LISTED ENTRIES:
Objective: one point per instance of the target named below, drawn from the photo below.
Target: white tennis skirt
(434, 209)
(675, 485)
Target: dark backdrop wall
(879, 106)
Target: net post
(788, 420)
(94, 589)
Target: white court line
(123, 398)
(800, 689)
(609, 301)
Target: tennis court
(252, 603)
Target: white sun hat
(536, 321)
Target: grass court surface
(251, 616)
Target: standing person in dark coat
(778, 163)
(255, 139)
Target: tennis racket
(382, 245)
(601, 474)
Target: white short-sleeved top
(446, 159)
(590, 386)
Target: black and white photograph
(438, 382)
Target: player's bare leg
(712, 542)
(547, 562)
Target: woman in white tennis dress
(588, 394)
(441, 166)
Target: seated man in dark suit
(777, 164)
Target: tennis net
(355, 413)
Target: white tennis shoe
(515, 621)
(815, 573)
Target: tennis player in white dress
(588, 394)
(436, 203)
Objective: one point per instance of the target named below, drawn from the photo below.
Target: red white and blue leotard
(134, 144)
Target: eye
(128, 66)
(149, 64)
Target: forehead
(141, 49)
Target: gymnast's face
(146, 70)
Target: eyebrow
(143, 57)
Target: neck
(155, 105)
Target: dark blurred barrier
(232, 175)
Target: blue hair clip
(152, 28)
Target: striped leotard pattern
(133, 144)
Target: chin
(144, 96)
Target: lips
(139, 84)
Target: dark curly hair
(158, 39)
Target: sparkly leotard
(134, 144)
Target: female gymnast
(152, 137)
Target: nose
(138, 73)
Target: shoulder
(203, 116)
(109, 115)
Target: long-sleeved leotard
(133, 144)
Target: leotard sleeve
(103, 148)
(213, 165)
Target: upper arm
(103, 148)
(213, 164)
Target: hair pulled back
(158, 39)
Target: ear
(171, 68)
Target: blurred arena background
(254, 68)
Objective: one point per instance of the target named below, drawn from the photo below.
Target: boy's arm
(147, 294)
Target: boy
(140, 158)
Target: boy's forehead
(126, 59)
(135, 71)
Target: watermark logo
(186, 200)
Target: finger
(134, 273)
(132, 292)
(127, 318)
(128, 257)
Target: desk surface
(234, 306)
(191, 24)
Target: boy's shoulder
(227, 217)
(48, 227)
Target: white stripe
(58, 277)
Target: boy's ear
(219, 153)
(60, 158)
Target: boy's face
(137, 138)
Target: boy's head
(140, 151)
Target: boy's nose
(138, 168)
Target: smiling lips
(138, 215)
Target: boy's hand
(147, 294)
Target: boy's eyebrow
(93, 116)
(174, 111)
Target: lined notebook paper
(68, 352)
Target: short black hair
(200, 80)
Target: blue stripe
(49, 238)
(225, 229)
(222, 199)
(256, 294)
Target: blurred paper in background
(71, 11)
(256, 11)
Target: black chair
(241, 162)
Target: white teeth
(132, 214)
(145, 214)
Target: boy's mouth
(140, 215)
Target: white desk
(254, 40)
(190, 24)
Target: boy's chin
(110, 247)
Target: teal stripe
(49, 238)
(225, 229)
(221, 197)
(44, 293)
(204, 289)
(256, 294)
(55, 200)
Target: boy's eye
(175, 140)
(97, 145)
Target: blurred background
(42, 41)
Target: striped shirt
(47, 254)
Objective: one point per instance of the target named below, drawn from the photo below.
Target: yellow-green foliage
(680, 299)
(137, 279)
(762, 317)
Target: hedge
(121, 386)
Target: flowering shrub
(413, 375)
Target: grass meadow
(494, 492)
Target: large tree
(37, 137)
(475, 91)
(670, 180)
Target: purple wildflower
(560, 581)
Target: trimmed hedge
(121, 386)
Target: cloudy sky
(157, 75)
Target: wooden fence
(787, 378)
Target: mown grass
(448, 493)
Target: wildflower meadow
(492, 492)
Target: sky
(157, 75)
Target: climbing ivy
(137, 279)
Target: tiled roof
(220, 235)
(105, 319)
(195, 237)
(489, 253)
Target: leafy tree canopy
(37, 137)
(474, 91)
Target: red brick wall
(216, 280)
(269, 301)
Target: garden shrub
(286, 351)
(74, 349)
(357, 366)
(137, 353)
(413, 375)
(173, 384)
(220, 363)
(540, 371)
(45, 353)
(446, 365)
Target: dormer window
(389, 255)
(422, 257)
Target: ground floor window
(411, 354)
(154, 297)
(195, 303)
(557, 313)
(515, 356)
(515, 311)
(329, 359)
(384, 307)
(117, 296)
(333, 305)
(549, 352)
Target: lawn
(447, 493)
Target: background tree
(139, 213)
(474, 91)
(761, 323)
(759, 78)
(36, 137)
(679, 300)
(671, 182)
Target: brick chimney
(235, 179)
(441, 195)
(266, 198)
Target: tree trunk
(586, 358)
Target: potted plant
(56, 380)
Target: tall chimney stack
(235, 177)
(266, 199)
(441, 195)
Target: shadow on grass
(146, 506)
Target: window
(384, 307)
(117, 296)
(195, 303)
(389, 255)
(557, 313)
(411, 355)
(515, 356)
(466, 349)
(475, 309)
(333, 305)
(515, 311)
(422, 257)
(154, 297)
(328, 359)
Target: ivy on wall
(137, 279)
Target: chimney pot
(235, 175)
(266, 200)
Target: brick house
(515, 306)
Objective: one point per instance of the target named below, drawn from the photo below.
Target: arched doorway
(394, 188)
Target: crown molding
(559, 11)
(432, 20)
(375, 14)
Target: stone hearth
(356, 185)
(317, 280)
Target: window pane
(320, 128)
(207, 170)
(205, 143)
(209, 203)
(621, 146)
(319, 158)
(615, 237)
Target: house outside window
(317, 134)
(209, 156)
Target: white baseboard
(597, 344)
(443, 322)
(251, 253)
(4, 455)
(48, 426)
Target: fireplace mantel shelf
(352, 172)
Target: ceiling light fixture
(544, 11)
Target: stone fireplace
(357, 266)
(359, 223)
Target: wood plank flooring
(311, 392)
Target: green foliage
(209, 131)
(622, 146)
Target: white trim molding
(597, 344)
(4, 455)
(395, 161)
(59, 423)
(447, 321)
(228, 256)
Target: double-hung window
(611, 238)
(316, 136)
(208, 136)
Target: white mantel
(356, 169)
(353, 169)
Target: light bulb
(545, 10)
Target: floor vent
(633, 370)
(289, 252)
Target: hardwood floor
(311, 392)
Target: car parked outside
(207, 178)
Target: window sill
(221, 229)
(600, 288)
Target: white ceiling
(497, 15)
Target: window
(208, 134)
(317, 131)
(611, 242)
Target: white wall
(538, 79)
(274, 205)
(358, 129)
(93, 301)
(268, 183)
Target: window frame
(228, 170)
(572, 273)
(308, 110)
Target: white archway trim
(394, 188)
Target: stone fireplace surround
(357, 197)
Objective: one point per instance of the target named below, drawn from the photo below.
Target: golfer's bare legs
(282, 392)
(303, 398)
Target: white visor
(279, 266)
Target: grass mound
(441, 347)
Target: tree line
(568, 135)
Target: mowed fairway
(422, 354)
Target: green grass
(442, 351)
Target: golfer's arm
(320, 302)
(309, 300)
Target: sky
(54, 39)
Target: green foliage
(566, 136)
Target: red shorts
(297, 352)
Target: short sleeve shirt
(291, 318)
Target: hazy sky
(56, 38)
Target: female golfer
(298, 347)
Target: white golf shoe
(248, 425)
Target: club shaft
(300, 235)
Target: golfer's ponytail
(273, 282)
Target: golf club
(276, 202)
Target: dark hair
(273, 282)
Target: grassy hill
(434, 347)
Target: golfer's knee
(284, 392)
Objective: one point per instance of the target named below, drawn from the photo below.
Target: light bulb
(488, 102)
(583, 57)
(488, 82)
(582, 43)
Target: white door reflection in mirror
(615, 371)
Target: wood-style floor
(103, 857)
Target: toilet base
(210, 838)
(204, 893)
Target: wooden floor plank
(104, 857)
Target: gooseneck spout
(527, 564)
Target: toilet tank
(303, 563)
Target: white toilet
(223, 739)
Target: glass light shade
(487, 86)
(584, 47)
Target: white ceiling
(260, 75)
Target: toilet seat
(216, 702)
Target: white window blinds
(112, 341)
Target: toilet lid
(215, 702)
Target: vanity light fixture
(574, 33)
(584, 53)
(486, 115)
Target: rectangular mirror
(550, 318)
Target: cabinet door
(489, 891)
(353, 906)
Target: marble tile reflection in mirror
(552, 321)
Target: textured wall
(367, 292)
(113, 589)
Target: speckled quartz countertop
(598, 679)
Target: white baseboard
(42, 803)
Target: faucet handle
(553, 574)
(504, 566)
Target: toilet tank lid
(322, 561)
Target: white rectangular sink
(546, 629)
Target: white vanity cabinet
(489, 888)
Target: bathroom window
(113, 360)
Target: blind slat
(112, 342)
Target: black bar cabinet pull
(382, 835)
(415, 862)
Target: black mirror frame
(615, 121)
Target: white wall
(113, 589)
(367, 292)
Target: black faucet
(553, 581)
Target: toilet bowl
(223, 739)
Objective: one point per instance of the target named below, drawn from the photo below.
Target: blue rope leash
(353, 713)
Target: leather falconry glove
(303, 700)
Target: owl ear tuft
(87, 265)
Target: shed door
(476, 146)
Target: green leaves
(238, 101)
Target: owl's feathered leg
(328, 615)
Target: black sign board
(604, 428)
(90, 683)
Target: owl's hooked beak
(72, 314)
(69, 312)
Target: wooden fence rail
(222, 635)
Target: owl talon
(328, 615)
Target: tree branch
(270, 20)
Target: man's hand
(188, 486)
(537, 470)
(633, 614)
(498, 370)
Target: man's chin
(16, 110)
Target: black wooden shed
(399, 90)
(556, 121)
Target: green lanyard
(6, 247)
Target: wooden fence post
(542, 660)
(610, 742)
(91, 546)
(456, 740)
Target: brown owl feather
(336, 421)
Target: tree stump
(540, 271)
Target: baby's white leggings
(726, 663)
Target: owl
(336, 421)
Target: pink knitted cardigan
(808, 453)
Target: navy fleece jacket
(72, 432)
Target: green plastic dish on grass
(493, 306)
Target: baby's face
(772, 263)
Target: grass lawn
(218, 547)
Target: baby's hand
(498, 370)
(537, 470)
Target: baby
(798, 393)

TASK DESCRIPTION: Starting with the line that contains "Target: tree branch", print each line through the last one in the listing. Include both end lines and add nothing.

EXERCISE ANSWER:
Target: tree branch
(270, 20)
Target: man's hand
(188, 486)
(537, 470)
(633, 614)
(498, 370)
Target: man's chin
(16, 110)
Target: black wooden shed
(399, 90)
(556, 121)
Target: green lanyard
(6, 247)
Target: wooden fence post
(542, 660)
(610, 742)
(91, 546)
(456, 740)
Target: brown owl feather
(336, 421)
Target: tree stump
(540, 271)
Target: baby's white leggings
(726, 663)
Target: owl
(336, 421)
Target: pink knitted cardigan
(808, 453)
Target: navy fleece jacket
(72, 432)
Target: green plastic dish on grass
(493, 306)
Target: baby's face
(772, 263)
Target: grass lawn
(218, 547)
Target: baby's hand
(498, 370)
(537, 470)
Target: baby
(798, 393)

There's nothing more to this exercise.